> [Document segment]:
Quote from: commodorejohn;685696
I'll grant you that there's apparently one person stupid enough to shell out gobs of cash for something worth half that (wish I knew their name, I've got a bridge I'd like to sell them,) but your "little birdy" says a lot of things. Around this time in the C64x release cycle the "little birdy" was talking about distribution contracts with Wal-Mart that guaranteed tens of thousands of sales. So, uh, I'll believe this when I see it.


??? They're not doing any such thing...not even in the "Barry wildly tossing out potential ideas that will never actually be followed up on" sense...


Because here's the thing, the Mac is and always has been a software system, and the hardware is unimportant aside from the most basic sense that it's what the software runs on. That's part of the original Mac Team philosophy. From the original System disk that shipped with the 128k Macintosh all the way up to the last revision of Mac OS 9, that software system was preserved, so that a dual-G4 system running at 1.25GHz is perfectly capable of running software from the 128k days, as long as it's well-behaved software (and it usually is.) Even on OSX, when they moved to BSD internals (something some Mac fans still aren't happy about,) they kept a compatibility layer for it to run classic Mac OS software transparently, in the same user environment. That's respecting a legacy.

The Amiga's design legacy is a bit different - not only the software, but also the hardware is important. Instead of the OS abstracting all of the hardware away, the two are designed to work in concert. That's part of what's so neat about it. Preserving that legacy is harder, since emulating the hardware is trickier - but the "next-gen" Amigoid OSes are trying, at least for well-behaved software (which is unfortunately less common than on the Mac.) They're actually making some effort to keep that legacy alive. CUSA? Isn't. And no, bundling an emulator with a completely unrelated system on completely unrelated hardware doesn't count for squat.

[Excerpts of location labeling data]
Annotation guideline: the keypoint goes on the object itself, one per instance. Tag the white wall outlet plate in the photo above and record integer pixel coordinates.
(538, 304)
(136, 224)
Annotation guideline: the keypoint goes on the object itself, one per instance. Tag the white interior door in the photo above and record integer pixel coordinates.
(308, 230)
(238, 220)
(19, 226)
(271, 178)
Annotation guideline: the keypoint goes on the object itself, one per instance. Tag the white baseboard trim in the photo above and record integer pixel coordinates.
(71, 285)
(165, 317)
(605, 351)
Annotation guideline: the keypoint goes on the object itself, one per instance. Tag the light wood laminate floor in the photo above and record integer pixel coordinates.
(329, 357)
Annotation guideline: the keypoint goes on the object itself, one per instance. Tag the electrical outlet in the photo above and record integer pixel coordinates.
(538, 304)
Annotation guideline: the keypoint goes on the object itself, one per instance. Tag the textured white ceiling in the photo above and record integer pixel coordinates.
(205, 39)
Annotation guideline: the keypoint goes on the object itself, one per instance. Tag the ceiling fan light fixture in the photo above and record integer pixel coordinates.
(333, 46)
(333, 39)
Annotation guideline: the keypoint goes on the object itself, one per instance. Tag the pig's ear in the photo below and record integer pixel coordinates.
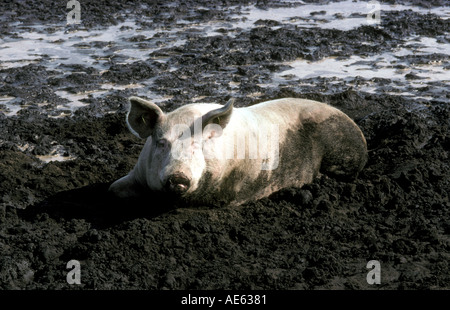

> [Work to do]:
1: Answer these questions using the forum post on Mac and Amiga legacy.
(a) What retailer were the distribution contracts reportedly with during the C64x release cycle?
(b) What clock speed is given for the dual-G4 system?
(c) Besides the software, what does the post say is important in the Amiga's design legacy?
2: Reproduce the part of the forum post on Mac and Amiga legacy that opens with the words containing "Quote from: commodorejohn;685696" and closes with "when I see it.".

> [Expected answers]:
1:
(a) Wal-Mart
(b) 1.25GHz
(c) The hardware

2:
Quote from: commodorejohn;685696
I'll grant you that there's apparently one person stupid enough to shell out gobs of cash for something worth half that (wish I knew their name, I've got a bridge I'd like to sell them,) but your "little birdy" says a lot of things. Around this time in the C64x release cycle the "little birdy" was talking about distribution contracts with Wal-Mart that guaranteed tens of thousands of sales. So, uh, I'll believe this when I see it.